(Referring expression grounding data)
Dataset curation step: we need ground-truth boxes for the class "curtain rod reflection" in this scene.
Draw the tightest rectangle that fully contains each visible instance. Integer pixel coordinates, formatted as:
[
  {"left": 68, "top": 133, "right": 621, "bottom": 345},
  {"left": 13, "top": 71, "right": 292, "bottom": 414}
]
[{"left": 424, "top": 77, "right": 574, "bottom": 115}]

_WHAT IS EXPECTED_. When you reach the end of the data, write every line out again verbatim.

_EXPECTED ANSWER_.
Dataset curation step: we need ground-truth boxes for the class "curtain rod reflection" in this scene.
Draw the tightest rectangle that fully contains each visible instance. Integer pixel coordinates, formatted as:
[
  {"left": 68, "top": 133, "right": 621, "bottom": 345},
  {"left": 13, "top": 71, "right": 292, "bottom": 414}
]
[{"left": 424, "top": 77, "right": 574, "bottom": 115}]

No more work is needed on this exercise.